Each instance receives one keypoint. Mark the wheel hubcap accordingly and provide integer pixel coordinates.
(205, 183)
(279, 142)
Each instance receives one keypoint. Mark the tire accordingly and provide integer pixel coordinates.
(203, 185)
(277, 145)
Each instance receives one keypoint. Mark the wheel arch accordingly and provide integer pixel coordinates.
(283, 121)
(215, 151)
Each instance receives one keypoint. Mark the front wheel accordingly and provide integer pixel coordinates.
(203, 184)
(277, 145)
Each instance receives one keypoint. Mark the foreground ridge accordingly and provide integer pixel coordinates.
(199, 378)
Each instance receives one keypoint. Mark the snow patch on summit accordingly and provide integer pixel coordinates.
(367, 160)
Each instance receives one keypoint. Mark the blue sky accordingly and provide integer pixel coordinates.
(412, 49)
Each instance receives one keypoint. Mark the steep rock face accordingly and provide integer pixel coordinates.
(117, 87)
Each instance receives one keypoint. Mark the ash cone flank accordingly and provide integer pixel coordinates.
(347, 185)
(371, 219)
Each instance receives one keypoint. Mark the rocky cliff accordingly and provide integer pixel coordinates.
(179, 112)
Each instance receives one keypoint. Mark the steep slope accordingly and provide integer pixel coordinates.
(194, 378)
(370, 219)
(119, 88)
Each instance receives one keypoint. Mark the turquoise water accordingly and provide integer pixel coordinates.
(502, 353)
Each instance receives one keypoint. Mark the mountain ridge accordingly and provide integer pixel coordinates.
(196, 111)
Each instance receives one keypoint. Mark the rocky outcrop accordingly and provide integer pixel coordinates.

TASK TO COMPLETE: Lay out every line of the listing above as a numbered list, skipping any blank lines.

RESPONSE BELOW:
1. Each instance receives one keypoint. Mark the wheel hubcap accordingly and provide integer pixel coordinates.
2. (205, 183)
3. (279, 142)
4. Each instance receives one keypoint. Mark the tire accordingly and provide integer pixel coordinates.
5. (203, 185)
6. (277, 145)
7. Each instance receives one keypoint. Mark the wheel arch accordingly and provide integer pixel coordinates.
8. (283, 121)
9. (215, 151)
10. Each instance receives one keypoint. Mark the front wheel accordingly and provide integer pixel coordinates.
11. (203, 184)
12. (277, 145)
13. Each instance receives one keypoint. Mark the foreground ridge accordingly and provide integer pixel coordinates.
14. (199, 378)
15. Each instance receives one keypoint. Mark the snow patch on summit accordingly and provide integer pixel coordinates.
16. (367, 160)
17. Each instance receives one keypoint. Mark the blue sky accordingly and provide integer pixel coordinates.
18. (412, 49)
19. Each instance receives one keypoint. Mark the steep rock face accordingly and provide integer pixel coordinates.
20. (117, 87)
21. Each instance receives one keypoint. Mark the ash cone flank accordingly and provide integer pixel coordinates.
22. (347, 185)
23. (371, 219)
24. Each instance receives one keypoint. Mark the rocky cliff accordingly and provide integer pixel coordinates.
25. (179, 112)
26. Each instance receives one keypoint. Mark the steep slope accordingly and provide integer pixel coordinates.
27. (194, 378)
28. (370, 219)
29. (119, 88)
30. Each instance receives one keypoint. Mark the turquoise water accordingly and provide integer pixel coordinates.
31. (502, 353)
32. Each instance receives one keypoint. Mark the mountain ridge accordingly and provide integer pixel coordinates.
33. (196, 111)
34. Each instance receives one keypoint. Mark the rocky outcrop accordingly and provide integer pixel coordinates.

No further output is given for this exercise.